PAGE EXCERPT:
»»

|Publication number||US4170917 A|
|Application number||US 05/835,175|
|Publication date||Oct 16, 1979|
|Filing date||Sep 21, 1977|
|Priority date||Sep 21, 1977|
|Publication number||05835175, 835175, US 4170917 A, US 4170917A, US-A-4170917, US4170917 A, US4170917A|
|Inventors||Daniel C. Wheelock|
|Original Assignee||Wheelock Daniel C|
|Export Citation||BiBTeX, EndNote, RefMan|
|Patent Citations (6), Referenced by (5), Classifications (8)|
|External Links: USPTO, USPTO Assignment, Espacenet|
Generally, in the field of guitars there is a class of guitars commonly referred to as "steel guitars." This class comprises a neck-like body with a bridge at one end thereof and a plurality of adjustment screws at the other end thereof with a corresponding number of musical strings or wires generally stretched therebetween. The neck-like body is also provided with a plurality of frets situated transversely thereof and spaced from each other in the manner well known in the art. The frets are of a height as to have the respective tops thereof substantially below the musical strings or wires which are, in turn, operatively connected to electrical tone producing and amplification means, as is also well known in the art. The instrument is played by holding the cylindrical steel bar generally transversely to the musical strings while sliding such bar therealong to chosen or selected positions corresponding to a selected fret. It should be made clear that the steel bar when thusly employed does in fact rest across all of the musical strings and that the resulting tonal quality is, in effect, a blend of the tonal quality of each of the musical strings, in turn, determined by the relative point of contact as between the steel bar and the particular string under consideration. Also, it should be pointed out that in such steel guitars, the musical strings do not touch the respective frets as the steel bar is employed in playing the instrument but rather such musical strings continue to maintain a spaced relationship relative to the tops of the frets. This is unlike, for example, a classical guitar where the player, with the fingers of one hand, actually depresses selected strings against selected frets in order to obtain the desired effective vibrating length of such string and the corresponding tonal quality therefrom.

««

RECORDED DATA:
»»

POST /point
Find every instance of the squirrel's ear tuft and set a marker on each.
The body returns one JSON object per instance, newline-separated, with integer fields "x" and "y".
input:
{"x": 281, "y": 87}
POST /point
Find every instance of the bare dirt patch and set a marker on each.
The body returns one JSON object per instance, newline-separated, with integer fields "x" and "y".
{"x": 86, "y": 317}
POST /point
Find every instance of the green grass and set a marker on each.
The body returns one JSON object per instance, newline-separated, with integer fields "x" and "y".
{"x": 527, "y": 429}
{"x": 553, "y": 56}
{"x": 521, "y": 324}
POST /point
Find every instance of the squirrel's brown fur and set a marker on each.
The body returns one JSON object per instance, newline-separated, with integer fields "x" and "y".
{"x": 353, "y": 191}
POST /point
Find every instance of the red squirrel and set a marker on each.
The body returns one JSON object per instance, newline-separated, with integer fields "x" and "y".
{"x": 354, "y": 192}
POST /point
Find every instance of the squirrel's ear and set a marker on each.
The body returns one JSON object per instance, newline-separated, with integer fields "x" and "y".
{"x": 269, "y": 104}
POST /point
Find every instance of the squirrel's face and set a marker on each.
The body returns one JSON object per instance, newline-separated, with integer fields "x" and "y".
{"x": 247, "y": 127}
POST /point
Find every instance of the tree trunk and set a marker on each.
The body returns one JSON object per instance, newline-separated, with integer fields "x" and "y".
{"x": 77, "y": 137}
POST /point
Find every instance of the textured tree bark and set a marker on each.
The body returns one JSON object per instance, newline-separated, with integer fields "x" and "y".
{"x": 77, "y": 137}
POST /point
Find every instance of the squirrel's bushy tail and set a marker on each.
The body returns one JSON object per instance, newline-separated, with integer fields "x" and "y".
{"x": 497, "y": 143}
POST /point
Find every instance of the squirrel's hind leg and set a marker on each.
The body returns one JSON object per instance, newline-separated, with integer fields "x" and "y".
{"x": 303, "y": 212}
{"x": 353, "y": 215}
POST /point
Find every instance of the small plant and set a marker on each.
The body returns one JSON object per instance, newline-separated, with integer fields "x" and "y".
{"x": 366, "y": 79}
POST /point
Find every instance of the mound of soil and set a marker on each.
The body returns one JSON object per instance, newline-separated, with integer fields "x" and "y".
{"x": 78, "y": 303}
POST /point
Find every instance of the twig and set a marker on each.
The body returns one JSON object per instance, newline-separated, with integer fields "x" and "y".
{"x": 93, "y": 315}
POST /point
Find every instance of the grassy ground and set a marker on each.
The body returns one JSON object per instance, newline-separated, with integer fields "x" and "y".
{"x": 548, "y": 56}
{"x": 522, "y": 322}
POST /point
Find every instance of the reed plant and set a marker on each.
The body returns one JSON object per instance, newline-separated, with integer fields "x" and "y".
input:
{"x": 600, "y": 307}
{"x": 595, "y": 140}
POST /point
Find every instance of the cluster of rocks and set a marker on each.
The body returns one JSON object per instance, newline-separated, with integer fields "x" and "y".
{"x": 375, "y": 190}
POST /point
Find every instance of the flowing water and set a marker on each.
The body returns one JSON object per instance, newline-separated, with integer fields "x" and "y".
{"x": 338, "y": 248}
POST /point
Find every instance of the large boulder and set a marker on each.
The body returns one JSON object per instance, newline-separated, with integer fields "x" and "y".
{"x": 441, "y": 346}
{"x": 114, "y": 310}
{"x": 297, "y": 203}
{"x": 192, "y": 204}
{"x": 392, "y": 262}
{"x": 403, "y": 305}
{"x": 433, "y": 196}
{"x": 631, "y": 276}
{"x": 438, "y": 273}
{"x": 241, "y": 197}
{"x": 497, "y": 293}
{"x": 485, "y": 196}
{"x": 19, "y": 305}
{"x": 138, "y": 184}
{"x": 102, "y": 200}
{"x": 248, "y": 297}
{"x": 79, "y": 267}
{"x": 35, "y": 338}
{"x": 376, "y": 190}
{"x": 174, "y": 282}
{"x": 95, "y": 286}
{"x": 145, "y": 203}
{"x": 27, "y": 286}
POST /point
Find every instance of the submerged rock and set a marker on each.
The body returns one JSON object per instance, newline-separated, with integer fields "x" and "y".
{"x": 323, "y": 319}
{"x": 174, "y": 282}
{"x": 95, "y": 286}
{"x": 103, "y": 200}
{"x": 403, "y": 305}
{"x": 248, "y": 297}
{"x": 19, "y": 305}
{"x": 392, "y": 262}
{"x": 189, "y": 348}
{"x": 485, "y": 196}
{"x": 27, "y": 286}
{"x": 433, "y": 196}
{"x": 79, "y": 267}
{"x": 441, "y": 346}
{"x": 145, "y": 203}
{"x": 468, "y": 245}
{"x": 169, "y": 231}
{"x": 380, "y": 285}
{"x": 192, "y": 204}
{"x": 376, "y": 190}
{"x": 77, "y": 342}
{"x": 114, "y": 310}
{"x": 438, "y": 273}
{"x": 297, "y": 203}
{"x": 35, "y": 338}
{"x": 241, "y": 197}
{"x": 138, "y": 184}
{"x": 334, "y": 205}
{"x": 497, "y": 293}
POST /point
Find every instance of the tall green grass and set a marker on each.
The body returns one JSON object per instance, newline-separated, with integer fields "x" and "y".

««

WHAT THIS EXERCISE ASKS:
**1.** According to the steel guitar patent excerpt, what is the player holding while sliding it along the strings to selected positions?
**2.** Count how many lines of the listing contain the word "green", and reply with only that number.

RESPONSES IN ORDER:
**1.** A cylindrical steel bar, held generally transversely to the musical strings.

**2.** 2